= WHAT YOU ARE ASKED TO DO =
Using the listing below, show all lines that hold the word "dirt".

= INFORMATION PROVIDED =
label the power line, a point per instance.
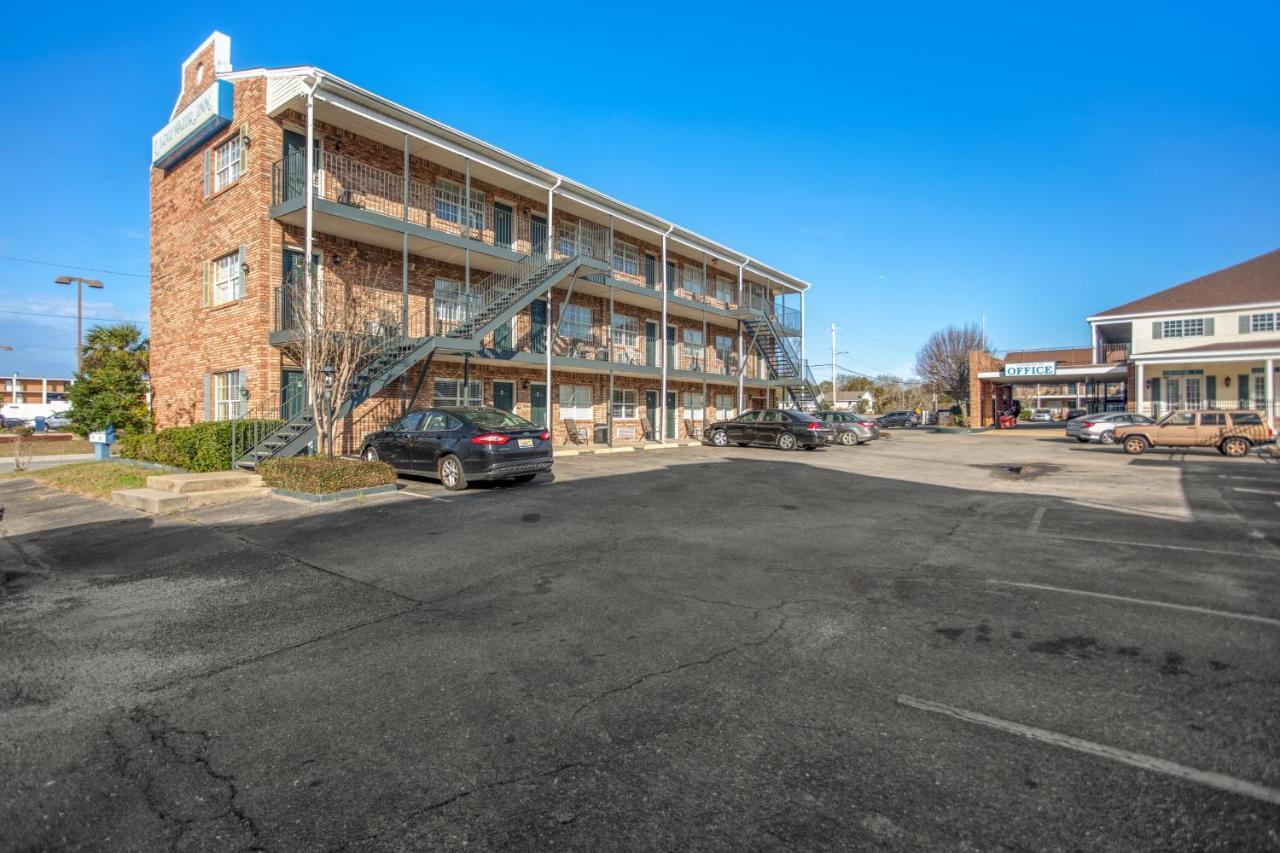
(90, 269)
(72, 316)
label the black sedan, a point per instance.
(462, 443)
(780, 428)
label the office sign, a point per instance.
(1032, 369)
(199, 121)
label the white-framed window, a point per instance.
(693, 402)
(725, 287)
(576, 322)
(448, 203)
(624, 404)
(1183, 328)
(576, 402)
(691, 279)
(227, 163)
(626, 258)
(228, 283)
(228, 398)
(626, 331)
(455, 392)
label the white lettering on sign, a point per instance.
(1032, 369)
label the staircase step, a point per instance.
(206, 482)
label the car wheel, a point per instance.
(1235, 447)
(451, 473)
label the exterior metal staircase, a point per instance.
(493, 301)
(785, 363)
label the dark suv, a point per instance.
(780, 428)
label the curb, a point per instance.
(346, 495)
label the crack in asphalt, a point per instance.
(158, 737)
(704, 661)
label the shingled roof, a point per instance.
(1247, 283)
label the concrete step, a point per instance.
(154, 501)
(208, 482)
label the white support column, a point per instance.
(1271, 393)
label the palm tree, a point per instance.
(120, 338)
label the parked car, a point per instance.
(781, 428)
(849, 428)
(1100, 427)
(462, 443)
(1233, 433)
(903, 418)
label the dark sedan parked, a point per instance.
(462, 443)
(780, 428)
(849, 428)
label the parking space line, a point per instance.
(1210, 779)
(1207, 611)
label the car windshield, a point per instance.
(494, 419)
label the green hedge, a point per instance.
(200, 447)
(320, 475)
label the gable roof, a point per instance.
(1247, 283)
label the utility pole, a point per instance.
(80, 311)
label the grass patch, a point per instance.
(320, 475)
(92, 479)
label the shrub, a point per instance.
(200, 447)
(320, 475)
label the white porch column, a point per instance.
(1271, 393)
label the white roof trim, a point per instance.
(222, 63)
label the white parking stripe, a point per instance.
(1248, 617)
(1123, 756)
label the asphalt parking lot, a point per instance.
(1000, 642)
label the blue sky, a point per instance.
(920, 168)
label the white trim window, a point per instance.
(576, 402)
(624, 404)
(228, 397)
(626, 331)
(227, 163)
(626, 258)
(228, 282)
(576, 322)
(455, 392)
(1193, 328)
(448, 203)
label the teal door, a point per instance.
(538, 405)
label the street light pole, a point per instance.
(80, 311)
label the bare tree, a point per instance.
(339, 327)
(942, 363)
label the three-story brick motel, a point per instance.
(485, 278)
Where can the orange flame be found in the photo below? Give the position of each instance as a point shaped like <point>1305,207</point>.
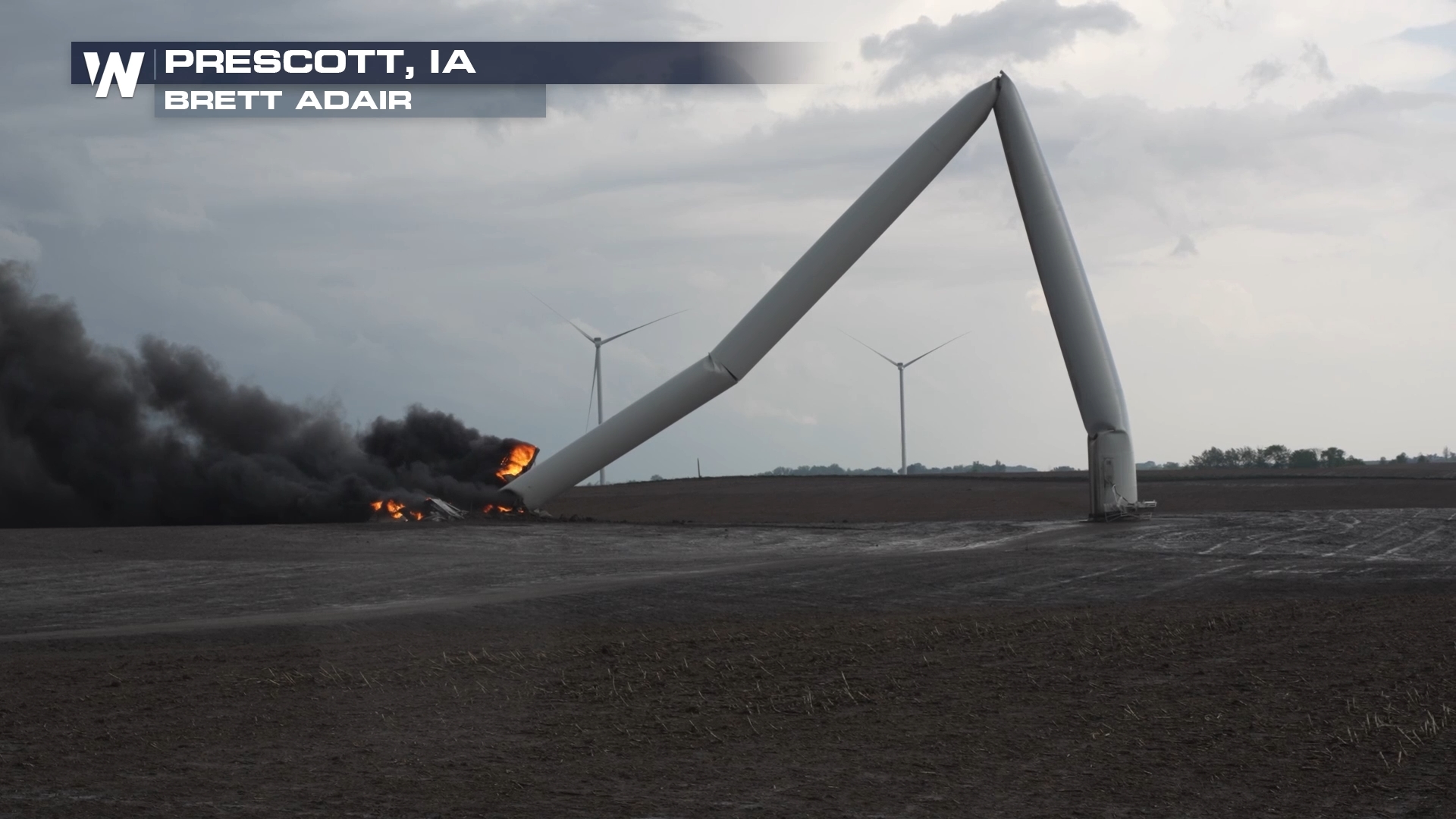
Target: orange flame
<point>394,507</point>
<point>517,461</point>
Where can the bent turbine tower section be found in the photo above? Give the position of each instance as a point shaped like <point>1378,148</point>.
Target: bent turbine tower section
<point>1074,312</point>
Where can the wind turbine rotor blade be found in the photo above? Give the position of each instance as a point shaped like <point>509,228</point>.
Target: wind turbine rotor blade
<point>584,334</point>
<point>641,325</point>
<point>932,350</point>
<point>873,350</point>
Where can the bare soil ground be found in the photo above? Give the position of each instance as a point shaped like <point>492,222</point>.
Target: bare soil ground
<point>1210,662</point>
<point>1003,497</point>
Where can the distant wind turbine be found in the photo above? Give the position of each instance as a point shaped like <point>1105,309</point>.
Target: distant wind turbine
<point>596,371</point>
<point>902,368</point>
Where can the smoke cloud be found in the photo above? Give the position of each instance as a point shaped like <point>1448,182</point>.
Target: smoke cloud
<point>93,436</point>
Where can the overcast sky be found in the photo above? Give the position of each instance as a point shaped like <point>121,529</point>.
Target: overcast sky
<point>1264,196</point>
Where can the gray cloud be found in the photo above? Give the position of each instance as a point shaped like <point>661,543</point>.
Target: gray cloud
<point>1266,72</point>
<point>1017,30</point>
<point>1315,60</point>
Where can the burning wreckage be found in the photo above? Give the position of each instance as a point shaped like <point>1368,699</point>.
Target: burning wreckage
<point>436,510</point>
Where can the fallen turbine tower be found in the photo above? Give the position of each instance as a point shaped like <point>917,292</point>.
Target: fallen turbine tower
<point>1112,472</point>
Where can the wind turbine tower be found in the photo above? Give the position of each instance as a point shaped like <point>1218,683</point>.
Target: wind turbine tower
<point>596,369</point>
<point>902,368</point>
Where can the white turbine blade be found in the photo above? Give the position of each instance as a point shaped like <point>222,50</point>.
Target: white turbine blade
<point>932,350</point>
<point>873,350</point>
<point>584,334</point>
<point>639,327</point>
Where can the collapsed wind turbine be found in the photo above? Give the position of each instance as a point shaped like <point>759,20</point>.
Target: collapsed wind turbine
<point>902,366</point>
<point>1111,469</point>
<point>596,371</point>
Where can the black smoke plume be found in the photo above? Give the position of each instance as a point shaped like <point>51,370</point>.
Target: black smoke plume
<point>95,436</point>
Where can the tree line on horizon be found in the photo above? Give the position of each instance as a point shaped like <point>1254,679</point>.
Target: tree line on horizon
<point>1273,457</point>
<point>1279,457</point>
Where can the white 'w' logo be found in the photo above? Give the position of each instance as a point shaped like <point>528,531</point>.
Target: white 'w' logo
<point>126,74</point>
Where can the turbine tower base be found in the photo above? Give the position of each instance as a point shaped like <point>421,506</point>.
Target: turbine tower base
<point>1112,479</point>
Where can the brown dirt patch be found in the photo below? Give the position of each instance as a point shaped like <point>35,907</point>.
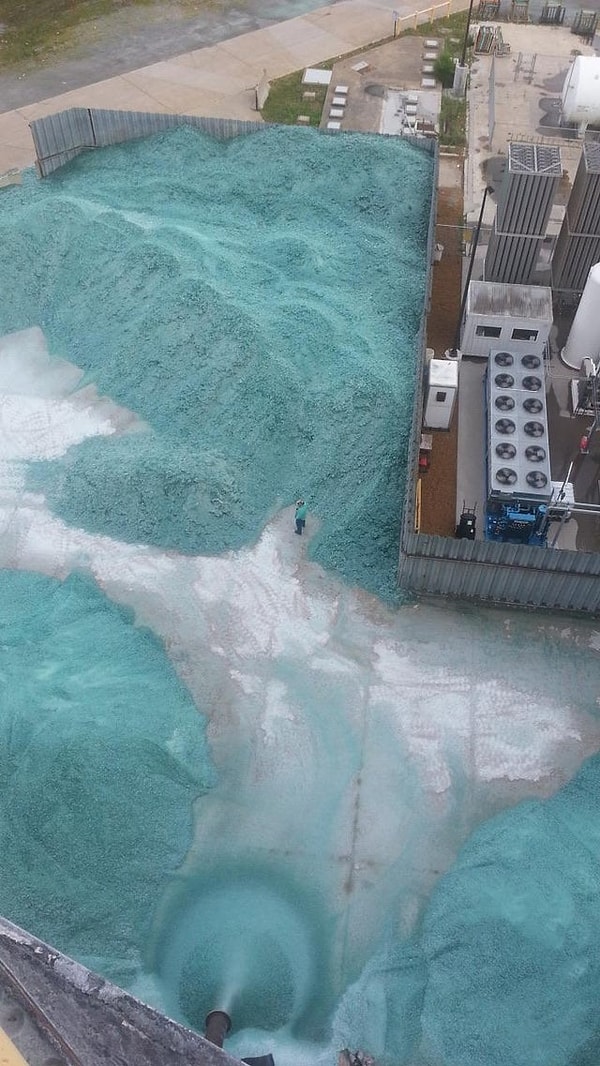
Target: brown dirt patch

= FINISHED TASK =
Where can the brown dirt patch be found in the photo below? Give the position of each instance as a point shaped like <point>35,907</point>.
Target: brown dirt patch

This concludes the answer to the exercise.